ENTRIES SHOWN:
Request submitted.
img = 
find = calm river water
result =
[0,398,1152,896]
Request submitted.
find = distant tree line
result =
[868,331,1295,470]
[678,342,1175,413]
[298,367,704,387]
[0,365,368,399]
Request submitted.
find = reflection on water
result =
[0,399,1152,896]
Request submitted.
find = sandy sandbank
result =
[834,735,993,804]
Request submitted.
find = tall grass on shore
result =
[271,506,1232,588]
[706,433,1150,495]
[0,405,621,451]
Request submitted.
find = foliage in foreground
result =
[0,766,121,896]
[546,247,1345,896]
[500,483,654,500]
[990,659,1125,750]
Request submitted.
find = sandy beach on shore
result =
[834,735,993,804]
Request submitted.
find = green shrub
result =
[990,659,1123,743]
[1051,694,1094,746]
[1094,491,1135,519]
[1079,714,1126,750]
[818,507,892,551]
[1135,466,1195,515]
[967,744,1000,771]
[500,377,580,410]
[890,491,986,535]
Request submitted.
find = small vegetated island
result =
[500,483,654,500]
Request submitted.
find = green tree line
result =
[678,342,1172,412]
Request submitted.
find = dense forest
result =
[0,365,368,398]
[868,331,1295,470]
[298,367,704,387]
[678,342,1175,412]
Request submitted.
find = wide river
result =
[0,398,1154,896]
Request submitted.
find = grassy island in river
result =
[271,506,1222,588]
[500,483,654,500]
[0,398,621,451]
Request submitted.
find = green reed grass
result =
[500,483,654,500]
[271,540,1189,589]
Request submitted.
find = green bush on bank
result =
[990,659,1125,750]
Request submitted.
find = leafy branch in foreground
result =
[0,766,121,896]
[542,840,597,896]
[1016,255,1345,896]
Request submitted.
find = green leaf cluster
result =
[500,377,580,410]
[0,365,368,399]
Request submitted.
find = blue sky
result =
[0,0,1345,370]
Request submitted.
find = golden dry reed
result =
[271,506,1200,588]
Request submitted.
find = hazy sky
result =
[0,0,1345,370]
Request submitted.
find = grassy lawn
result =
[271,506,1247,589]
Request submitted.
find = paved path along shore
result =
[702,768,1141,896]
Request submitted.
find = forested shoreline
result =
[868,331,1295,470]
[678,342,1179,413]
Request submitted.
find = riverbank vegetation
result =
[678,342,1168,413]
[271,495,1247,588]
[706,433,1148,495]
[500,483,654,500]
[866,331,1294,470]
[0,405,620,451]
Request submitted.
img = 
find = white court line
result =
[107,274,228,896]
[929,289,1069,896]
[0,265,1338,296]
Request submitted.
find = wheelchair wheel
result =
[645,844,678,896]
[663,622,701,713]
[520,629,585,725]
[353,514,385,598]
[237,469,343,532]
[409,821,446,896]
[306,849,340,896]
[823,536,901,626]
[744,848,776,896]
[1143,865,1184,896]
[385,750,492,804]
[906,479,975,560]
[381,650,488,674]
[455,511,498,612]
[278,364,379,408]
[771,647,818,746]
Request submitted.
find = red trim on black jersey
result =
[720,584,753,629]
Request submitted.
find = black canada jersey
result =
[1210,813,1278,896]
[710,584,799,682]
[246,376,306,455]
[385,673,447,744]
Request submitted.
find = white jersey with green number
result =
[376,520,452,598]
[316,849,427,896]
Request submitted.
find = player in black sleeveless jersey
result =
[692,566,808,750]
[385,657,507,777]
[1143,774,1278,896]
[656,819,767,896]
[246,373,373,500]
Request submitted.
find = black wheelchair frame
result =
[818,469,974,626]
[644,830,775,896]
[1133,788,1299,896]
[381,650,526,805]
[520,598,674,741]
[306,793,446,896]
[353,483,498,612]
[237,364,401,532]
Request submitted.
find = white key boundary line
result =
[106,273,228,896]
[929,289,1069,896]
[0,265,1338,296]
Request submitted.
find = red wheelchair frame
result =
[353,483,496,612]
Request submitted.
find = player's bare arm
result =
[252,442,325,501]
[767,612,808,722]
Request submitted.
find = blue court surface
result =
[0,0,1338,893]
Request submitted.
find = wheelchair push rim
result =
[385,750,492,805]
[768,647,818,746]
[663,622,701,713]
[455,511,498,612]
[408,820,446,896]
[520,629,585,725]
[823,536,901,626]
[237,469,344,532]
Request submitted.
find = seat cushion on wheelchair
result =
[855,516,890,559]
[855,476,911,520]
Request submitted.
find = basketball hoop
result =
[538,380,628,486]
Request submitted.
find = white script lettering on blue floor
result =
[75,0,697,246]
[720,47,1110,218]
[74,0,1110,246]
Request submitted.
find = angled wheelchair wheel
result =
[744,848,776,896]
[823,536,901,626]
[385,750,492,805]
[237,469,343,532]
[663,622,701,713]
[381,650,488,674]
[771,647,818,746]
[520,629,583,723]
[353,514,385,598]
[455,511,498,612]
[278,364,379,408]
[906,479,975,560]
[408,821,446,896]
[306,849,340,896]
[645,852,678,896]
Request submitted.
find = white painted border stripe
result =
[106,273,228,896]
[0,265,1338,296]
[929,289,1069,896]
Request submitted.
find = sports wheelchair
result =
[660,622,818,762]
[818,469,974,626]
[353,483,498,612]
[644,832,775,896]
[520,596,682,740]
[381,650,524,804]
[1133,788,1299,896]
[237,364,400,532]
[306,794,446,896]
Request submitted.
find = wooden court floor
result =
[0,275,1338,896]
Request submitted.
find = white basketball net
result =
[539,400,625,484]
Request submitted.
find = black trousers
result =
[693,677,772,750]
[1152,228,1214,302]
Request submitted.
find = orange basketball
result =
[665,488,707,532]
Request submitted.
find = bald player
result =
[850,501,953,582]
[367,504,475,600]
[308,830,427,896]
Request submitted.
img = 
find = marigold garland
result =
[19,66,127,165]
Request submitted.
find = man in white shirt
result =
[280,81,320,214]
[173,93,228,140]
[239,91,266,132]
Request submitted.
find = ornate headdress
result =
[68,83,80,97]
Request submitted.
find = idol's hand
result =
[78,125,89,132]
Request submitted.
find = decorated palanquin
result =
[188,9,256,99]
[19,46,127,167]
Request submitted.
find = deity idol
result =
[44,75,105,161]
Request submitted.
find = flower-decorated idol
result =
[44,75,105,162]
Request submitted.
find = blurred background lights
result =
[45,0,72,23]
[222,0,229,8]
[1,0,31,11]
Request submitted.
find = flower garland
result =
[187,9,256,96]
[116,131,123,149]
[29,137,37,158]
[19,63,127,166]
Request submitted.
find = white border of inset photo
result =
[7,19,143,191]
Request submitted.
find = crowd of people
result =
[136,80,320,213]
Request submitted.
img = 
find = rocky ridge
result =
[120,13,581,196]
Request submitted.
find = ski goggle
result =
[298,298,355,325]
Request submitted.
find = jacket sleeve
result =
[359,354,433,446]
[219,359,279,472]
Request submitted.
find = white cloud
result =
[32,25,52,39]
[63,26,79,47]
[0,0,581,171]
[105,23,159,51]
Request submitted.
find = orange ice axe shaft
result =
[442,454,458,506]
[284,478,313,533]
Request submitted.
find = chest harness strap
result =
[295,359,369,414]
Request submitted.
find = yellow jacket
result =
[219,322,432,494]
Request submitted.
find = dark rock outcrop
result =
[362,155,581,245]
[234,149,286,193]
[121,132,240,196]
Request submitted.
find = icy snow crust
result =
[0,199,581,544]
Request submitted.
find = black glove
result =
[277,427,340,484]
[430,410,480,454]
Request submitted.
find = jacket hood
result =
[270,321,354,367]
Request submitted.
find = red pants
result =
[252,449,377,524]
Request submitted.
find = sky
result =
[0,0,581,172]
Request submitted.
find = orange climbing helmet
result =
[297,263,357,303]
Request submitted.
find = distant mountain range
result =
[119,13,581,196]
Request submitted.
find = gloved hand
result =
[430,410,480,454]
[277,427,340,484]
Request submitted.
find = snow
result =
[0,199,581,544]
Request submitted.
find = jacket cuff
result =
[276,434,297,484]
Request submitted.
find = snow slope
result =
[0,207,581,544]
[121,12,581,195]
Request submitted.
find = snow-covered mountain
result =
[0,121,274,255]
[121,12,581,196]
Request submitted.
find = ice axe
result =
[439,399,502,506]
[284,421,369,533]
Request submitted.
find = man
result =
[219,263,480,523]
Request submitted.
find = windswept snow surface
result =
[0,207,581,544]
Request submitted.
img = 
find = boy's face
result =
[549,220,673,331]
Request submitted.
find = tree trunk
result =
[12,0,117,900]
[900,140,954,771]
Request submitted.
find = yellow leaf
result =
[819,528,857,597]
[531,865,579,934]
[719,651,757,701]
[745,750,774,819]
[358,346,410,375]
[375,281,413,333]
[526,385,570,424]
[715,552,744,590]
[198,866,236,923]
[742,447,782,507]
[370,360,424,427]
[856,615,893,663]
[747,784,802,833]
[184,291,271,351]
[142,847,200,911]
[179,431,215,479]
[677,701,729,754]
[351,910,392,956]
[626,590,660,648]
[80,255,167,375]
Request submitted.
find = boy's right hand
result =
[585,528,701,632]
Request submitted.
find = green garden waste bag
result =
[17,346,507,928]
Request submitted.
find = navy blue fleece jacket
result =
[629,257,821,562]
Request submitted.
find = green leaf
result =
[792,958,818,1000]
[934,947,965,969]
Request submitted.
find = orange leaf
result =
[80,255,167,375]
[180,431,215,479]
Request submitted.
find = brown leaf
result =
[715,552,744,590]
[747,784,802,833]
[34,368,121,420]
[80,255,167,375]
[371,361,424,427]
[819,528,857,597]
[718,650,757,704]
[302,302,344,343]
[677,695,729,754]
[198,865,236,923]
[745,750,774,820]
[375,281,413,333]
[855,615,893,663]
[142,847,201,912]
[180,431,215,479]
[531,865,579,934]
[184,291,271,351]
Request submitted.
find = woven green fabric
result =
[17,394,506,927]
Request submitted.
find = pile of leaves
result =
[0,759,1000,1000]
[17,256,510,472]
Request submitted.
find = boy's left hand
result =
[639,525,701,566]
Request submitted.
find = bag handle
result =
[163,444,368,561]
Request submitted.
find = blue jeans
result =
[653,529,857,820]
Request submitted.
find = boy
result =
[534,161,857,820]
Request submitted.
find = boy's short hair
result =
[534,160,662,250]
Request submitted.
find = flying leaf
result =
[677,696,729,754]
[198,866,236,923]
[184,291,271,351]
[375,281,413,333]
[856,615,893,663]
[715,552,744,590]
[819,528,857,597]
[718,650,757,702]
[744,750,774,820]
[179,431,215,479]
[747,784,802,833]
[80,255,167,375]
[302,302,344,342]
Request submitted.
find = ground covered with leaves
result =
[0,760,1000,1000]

DESCRIPTION OF THE TASK:
How many lines in the rows above contain the word "wheelchair"? Case counts, and give only the number.

WRITTEN SOLUTION:
7